Make the copy match the entries below exactly, with no pictures carried over.

··· Study material ···

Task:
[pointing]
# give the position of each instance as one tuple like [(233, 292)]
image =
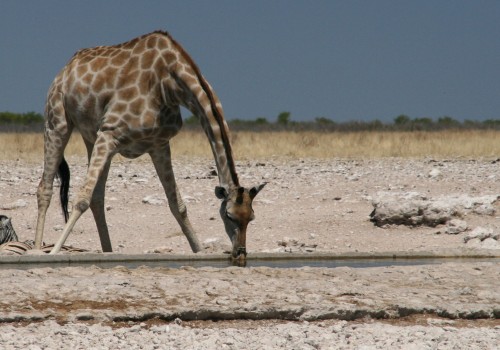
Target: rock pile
[(414, 209)]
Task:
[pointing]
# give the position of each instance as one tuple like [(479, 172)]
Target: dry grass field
[(248, 145)]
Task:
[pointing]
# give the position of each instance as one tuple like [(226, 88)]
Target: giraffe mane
[(215, 111)]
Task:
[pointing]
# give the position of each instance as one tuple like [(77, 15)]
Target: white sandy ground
[(308, 205)]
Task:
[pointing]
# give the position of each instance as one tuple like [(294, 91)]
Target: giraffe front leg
[(102, 153), (163, 165)]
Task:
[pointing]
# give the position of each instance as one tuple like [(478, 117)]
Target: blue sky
[(344, 60)]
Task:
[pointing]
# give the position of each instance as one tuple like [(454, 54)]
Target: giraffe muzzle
[(239, 253)]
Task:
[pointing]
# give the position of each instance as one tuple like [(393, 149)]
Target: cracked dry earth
[(307, 206)]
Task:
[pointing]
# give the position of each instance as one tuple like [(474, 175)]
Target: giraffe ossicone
[(125, 99)]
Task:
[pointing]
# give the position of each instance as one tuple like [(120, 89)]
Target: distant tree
[(402, 119), (448, 122), (283, 118), (191, 120), (324, 121)]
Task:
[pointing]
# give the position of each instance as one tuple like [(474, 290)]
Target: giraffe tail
[(64, 176)]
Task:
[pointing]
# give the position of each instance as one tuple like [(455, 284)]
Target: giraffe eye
[(230, 216)]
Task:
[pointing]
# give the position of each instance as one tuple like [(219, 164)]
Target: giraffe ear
[(220, 192), (255, 190)]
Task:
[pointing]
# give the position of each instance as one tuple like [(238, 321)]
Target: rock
[(413, 209), (480, 233), (490, 243), (456, 226), (435, 174), (153, 200)]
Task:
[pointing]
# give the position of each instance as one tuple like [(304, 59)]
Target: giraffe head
[(236, 212)]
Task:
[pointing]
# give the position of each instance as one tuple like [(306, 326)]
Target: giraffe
[(125, 99)]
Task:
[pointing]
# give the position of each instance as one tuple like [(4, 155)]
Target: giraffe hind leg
[(163, 165), (102, 152), (56, 137), (97, 204)]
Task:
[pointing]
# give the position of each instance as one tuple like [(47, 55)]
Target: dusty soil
[(308, 205)]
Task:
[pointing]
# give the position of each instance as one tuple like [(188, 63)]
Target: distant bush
[(15, 122), (32, 121)]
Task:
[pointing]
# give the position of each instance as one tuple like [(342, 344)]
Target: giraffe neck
[(201, 100)]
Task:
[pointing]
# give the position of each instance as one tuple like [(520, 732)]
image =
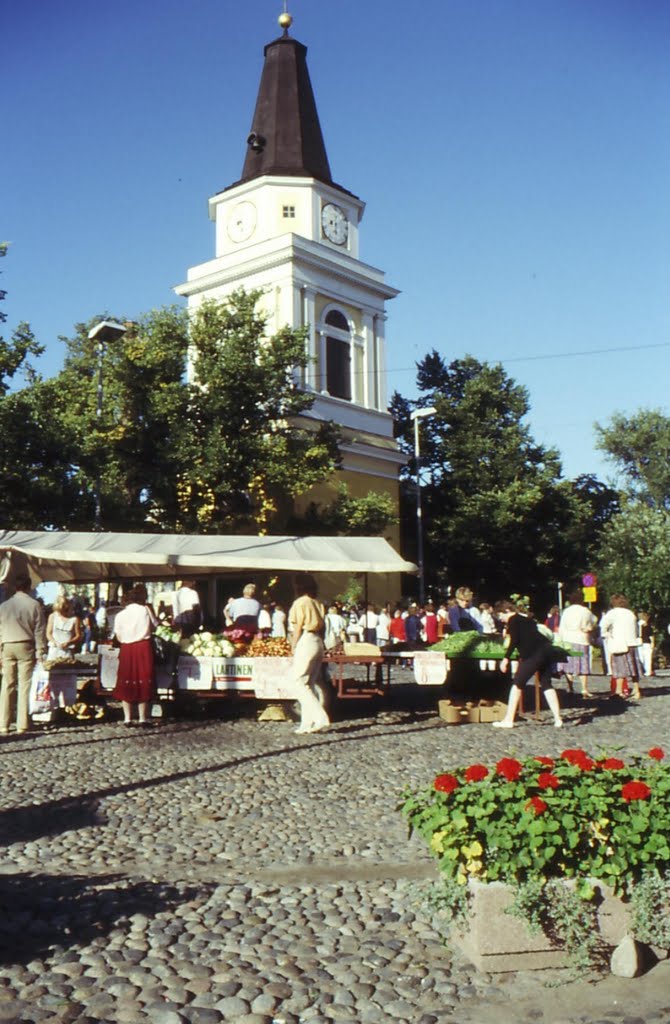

···

Result for this task
Task:
[pointing]
# give the position of each instance as one tuple like [(233, 292)]
image =
Target: rock pile
[(414, 209)]
Task:
[pointing]
# give the position of each instance as one tuple like [(479, 172)]
Target: dry grass field
[(248, 145)]
Task:
[pointing]
# give the position of each instance as one tuple like [(226, 88)]
Target: giraffe mane
[(215, 111)]
Task:
[pointing]
# give the position of each instance as one tuple like [(77, 15)]
Target: white sandy ground
[(308, 205)]
Task:
[pointing]
# give the position of each instance as one tuple like [(294, 91)]
Target: giraffe front leg
[(102, 153), (163, 165)]
Task:
[pointing]
# give the position of each instance as one tuple like [(478, 117)]
Target: blue sky
[(344, 60)]
Task:
[pointing]
# give the position of each instance as one tuple like [(454, 54)]
Target: giraffe muzzle
[(239, 253)]
Task:
[pointing]
# give the position of each instance as one tuple like [(393, 149)]
Target: cracked dry earth
[(307, 206)]
Task:
[pointing]
# give the position of each instance as one tuple like [(474, 175)]
Target: giraffe ossicone
[(125, 99)]
Task:
[pointing]
# give the position of each instance as one tuple like [(120, 89)]
Target: distant tree
[(402, 119), (448, 122), (283, 118), (191, 120), (324, 121)]
Task:
[pointing]
# give the position of each instance as one tuple like [(474, 290)]
Target: giraffe tail
[(64, 176)]
Task:
[pointing]
# give the position of each instance as one tuple like [(455, 284)]
Target: giraffe eye
[(230, 216)]
Task:
[pointing]
# give the position of each instance as one tuple like [(219, 164)]
Target: giraffe ear
[(220, 192), (255, 190)]
Task:
[pointing]
# give the position of each instance as one tuple like [(238, 321)]
Target: rock
[(413, 209), (480, 233), (490, 243), (456, 226), (435, 174), (153, 200)]
Task:
[pointing]
# give the position of each instance as one tuple like [(304, 59)]
Target: giraffe head
[(236, 212)]
Task:
[pointing]
# give the position of each instance as one tuple like [(306, 326)]
Target: giraffe
[(125, 99)]
Task:
[pointing]
# give the position of each instance as one tuple like [(4, 155)]
Target: giraffe hind leg
[(163, 165), (102, 152), (56, 137), (97, 204)]
Task:
[pointing]
# give the position of each instance as one tuple like [(47, 55)]
Target: dusty soil
[(308, 205)]
Task:
[pointing]
# give the position of each instance as one tuple like [(188, 63)]
Target: distant bush
[(15, 122), (32, 121)]
Task:
[pointing]
# give the position of each instance as one tuple like [(342, 344)]
Target: giraffe neck
[(201, 100)]
Task:
[pointing]
# give the position of each instance as one tuple like [(520, 732)]
image =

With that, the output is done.